- [To be done]:
What is needed here is an exact copy of every entry.

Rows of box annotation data
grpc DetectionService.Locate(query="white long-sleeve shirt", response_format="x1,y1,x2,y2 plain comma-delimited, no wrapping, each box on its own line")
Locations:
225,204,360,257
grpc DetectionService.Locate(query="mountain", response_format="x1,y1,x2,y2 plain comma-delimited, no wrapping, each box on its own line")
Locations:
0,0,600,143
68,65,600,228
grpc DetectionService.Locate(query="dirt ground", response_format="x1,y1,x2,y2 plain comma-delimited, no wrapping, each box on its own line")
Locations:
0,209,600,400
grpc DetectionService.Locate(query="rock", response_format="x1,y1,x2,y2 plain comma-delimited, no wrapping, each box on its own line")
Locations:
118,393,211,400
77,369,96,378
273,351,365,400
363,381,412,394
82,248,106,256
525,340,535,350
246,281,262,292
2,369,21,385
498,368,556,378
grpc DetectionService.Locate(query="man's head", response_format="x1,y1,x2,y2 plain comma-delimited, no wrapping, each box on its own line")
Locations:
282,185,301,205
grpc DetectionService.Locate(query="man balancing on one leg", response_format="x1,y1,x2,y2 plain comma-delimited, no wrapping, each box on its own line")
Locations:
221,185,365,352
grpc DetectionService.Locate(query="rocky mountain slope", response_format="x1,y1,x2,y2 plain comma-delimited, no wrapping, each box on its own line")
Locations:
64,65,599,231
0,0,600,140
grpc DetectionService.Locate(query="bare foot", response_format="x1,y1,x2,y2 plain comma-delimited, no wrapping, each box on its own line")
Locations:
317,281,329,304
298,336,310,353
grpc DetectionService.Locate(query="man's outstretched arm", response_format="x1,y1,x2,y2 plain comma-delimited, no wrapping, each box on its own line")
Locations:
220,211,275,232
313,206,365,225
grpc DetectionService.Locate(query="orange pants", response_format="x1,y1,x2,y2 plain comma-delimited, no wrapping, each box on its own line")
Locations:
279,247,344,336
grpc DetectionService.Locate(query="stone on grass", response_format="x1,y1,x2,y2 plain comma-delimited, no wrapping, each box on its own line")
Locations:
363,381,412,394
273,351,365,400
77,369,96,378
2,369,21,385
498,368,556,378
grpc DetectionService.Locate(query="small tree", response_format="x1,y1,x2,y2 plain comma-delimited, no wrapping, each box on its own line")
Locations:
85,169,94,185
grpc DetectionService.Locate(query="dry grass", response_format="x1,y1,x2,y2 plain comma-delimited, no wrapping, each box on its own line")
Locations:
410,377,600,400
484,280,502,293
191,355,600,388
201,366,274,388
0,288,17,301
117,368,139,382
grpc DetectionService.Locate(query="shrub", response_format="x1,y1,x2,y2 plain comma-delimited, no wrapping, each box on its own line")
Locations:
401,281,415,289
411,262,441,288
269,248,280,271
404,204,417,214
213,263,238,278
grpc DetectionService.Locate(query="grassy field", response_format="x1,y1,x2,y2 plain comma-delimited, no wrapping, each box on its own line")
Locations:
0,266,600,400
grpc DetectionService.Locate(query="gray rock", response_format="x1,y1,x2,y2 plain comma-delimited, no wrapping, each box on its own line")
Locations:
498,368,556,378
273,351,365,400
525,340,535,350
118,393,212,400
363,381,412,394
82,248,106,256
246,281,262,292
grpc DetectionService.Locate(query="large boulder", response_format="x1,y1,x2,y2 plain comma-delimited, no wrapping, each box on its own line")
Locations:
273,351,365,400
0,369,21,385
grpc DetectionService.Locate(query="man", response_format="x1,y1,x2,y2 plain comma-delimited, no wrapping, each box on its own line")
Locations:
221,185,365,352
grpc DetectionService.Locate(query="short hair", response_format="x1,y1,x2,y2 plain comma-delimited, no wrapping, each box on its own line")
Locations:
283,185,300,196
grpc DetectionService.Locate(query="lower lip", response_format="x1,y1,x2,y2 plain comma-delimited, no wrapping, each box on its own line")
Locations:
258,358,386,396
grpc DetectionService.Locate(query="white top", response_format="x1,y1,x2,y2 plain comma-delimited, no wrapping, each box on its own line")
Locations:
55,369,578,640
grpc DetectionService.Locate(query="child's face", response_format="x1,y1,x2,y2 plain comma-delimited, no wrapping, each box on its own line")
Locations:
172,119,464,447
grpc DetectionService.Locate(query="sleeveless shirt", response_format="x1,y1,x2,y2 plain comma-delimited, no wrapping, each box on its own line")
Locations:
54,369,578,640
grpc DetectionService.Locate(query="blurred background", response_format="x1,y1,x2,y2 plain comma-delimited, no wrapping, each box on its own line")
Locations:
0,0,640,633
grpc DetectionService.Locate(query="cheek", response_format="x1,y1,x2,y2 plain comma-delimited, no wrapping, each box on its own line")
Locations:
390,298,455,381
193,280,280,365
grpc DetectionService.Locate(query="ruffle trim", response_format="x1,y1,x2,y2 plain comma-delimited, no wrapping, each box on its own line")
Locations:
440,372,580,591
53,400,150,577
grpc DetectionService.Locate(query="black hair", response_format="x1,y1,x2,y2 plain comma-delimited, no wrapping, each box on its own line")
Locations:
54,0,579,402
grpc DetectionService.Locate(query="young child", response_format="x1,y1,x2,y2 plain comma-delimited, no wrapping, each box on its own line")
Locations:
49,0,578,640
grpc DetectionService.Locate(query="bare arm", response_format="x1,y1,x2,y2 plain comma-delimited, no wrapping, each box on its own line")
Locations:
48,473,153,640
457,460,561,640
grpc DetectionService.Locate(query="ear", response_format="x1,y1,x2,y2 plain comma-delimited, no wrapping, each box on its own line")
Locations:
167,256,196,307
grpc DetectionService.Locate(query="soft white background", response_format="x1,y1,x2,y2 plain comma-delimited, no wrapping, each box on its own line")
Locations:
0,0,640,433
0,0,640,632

- [Full solution]:
grpc DetectionService.Locate(query="white long-sleeve shirt", response_format="x1,y1,x2,y2 plain comma-delimited, no wrapping, each box on its own line")
Locations:
225,204,360,257
grpc DetectionService.Locate(query="mountain", response_format="x1,y1,x2,y2 plain comma-delimited, no wrapping, each box on its own line")
Locations:
0,0,600,143
68,65,600,228
grpc DetectionService.Locate(query="dirt ground", response_format="x1,y1,x2,y2 plain comma-delimited, no wrapping, each box on its own line")
Locations:
0,209,600,400
grpc DetectionService.Locate(query="rock", response_format="x1,y1,x2,y2 plain comma-delimited, no wrapping, each box on its own line")
Locations:
118,393,211,400
77,369,96,378
273,351,365,400
363,381,412,394
82,248,106,256
525,340,535,350
246,281,262,292
2,369,21,385
498,368,556,378
grpc DetectionService.Locate(query="man's head", response_format="x1,y1,x2,y2 plain comma-delimited, no wrapping, each box on its own line")
Locations:
282,185,301,205
grpc DetectionService.Locate(query="man balancing on one leg", response_format="x1,y1,x2,y2 plain comma-delimited, no wrapping, each box on its own line")
Locations:
221,185,365,352
grpc DetectionService.Locate(query="rocky mountain slope", response_format="x1,y1,x2,y2 plain comma-delimited, no wrapping, each box on its own line")
Locations:
64,65,599,231
0,0,600,140
grpc DetectionService.Locate(query="bare foot", response_format="x1,y1,x2,y2 plain comma-delimited, no wrapping, each box on its own line")
Locations:
317,281,329,304
298,336,310,353
grpc DetectionService.Locate(query="man's outstretched arm", response_format="x1,y1,x2,y2 plain comma-delimited, no wrapping, each box on its own line")
Locations:
220,211,275,232
313,206,365,225
grpc DetectionService.Locate(query="orange pants", response_format="x1,y1,x2,y2 plain comma-delimited, no wrapping, each box on its own line")
Locations:
279,247,344,336
grpc DetectionService.Locate(query="stone on grass", response_format="x1,y1,x2,y2 plain comma-delimited, no wrapping, each box on its own line")
Locations:
363,381,412,394
273,351,365,400
77,369,96,378
2,369,21,385
498,368,556,378
grpc DetectionService.Locate(query="small tree", response_format="x1,y1,x2,y2 plain comma-delimited, no wrapping, each box on its own line")
Locations:
85,169,94,185
grpc DetectionService.Locate(query="dry grass", response_format="x1,y1,x2,y2 plain comma-delimited, no wrapping, each box on its own line")
Locations:
410,377,600,400
484,280,502,293
191,355,600,388
201,366,274,388
0,288,17,301
117,368,139,382
grpc DetectionService.Locate(query="shrub", response_format="x1,y1,x2,y2 plain comma-delimited, no wrapping, each box on its own line")
Locations:
401,281,415,289
411,262,441,288
269,248,280,271
404,204,417,214
213,263,238,278
grpc DetectionService.Locate(query="grassy field", response_format="x1,y1,x2,y2 plain comma-delimited, no wrapping, each box on its own line")
Locations:
0,266,600,400
grpc DetectionService.Locate(query="gray rock", response_format="x1,y1,x2,y2 plain comma-delimited, no wrapping, each box on its own line")
Locations:
498,368,556,378
273,351,365,400
525,340,535,350
118,393,212,400
363,381,412,394
82,248,106,256
246,281,262,292
grpc DetectionService.Locate(query="large boulder", response_format="x1,y1,x2,y2 plain comma-delimited, no wrapping, each box on its own line")
Locations:
273,351,365,400
0,369,21,385
grpc DetectionService.Locate(query="man", response_format="x1,y1,x2,y2 plain comma-delimited, no wrapping, each box on its own line")
Locations:
221,185,365,352
grpc DetectionService.Locate(query="short hair", response_format="x1,y1,x2,y2 plain comma-delimited, no wrapping, each box on its own line")
Locations:
283,185,300,196
grpc DetectionService.Locate(query="lower lip", response_format="x1,y1,x2,y2 plain comma-delimited, no wrapping, each box on its own line")
Locations:
258,358,386,396
grpc DetectionService.Locate(query="white top", response_format="x1,y1,x2,y2 plain comma-delimited, no wrapping, each box on its own line")
Locations:
55,369,578,640
grpc DetectionService.Locate(query="child's face", response_format="x1,y1,x2,y2 plain comma-delimited, no wrapping, each box on its own line")
Locations:
172,119,464,447
grpc DetectionService.Locate(query="sleeveless shirt", response_format="x1,y1,x2,y2 plain comma-delimited, no wrapping, each box on its own line")
Locations:
54,369,578,640
grpc DetectionService.Locate(query="blurred background", response_format="x1,y1,x2,y2 plain comma-delimited, no wrapping, each box on its own line")
Locations:
0,0,640,633
grpc DetectionService.Locate(query="cheek", response_format="x1,y1,x2,y2 plain comma-delimited, no wrapping, each box on its own line")
Locations:
390,298,455,381
193,280,280,365
grpc DetectionService.Locate(query="ruffle trim", response_format="x1,y1,x2,y2 plain comma-delimited, no wrapping, each box on its own line")
Locations:
440,372,580,591
53,400,150,577
grpc DetectionService.Locate(query="black hair", response_format="x1,y1,x2,y2 plain comma-delimited, no wrapping, each box on its own line")
Locations:
54,0,579,402
grpc DetectionService.Locate(query="young child", response_format="x1,y1,x2,y2 plain comma-delimited, no wrapping, each box on its own line")
Locations:
49,0,578,640
grpc DetectionService.Locate(query="bare arm", response_format="x1,y1,x2,y2 plain comma-delimited, no wrapping, each box on its own line")
Locations:
48,473,153,640
457,460,561,640
grpc DetectionService.Locate(query="ear", response_format="x1,y1,x2,y2 plain comma-delimited, no wrapping, each box on its own line")
Locations:
167,256,196,307
grpc DetectionService.Locate(query="soft white background", response_format="x1,y1,x2,y2 plain comma-delimited, no wrapping, each box on its own line")
Locations:
0,0,640,433
0,0,640,632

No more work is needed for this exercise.